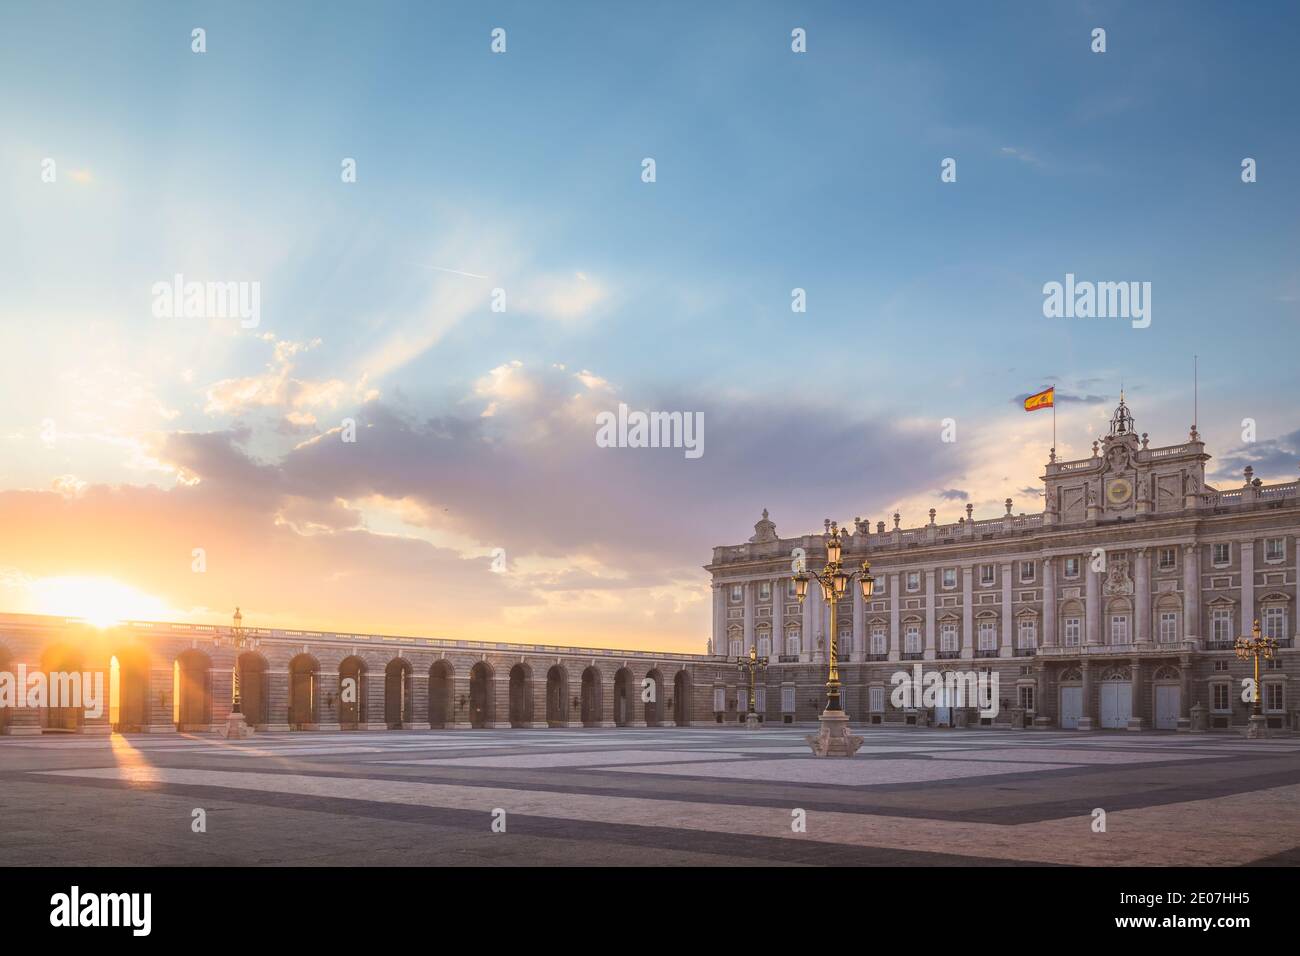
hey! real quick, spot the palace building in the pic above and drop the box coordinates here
[705,397,1300,732]
[2,397,1295,736]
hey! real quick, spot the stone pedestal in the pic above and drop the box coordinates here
[1245,714,1270,739]
[1076,716,1095,731]
[1189,703,1208,733]
[4,707,43,736]
[1176,717,1191,733]
[221,712,253,739]
[744,713,761,730]
[1010,708,1026,729]
[805,710,863,757]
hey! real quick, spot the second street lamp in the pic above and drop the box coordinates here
[735,644,768,730]
[794,521,873,756]
[1235,618,1278,738]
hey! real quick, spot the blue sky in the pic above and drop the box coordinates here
[1,1,1297,648]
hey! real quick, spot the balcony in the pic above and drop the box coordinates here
[866,654,889,662]
[901,652,923,661]
[975,648,999,658]
[1014,647,1036,657]
[776,655,800,663]
[937,650,961,660]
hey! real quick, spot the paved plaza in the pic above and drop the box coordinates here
[2,727,1299,866]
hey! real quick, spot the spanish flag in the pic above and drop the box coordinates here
[1024,386,1055,412]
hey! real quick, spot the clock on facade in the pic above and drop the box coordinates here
[1106,477,1134,506]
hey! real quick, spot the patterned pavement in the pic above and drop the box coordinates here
[2,726,1299,866]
..............................
WORK TASK: Would you transcribe all of the entries above exactly, minus the images?

SOLUTION TO THE PROBLEM:
hey! real quick, spot the palace building in the pic above and drop the box coordinates here
[705,397,1300,732]
[2,397,1295,736]
hey! real quick, spot the stone pedestal in the pic above and drop the box coordinates here
[1245,714,1270,739]
[1076,716,1095,731]
[1189,703,1208,733]
[4,707,43,736]
[1176,717,1191,733]
[221,712,253,739]
[744,713,761,730]
[1010,708,1026,729]
[805,710,863,757]
hey! real quick, spot the second street lamp in the pic above and drop the box coordinates here
[735,644,768,730]
[794,521,873,756]
[1235,618,1278,738]
hey! real quick, spot the blue sky in the pic above and drop the box coordinates here
[1,1,1297,648]
hey! real quick, spot the balcony in the pic above and drop the box coordinates here
[866,654,889,662]
[901,652,923,661]
[975,648,999,658]
[1014,647,1036,657]
[776,655,800,663]
[937,650,961,660]
hey! real quick, spot the paved plaza in the pic above and drop the box coordinates here
[2,727,1299,866]
hey! real quick, spot the spanish flag in the pic above and drop the box coordinates here
[1024,386,1055,412]
hey! real quick, spot the clock on facade in the pic above and drop the box coordinates here
[1106,477,1134,506]
hey! real quick, spot the patterned pavement in the pic above and drop the box coordinates here
[2,726,1299,866]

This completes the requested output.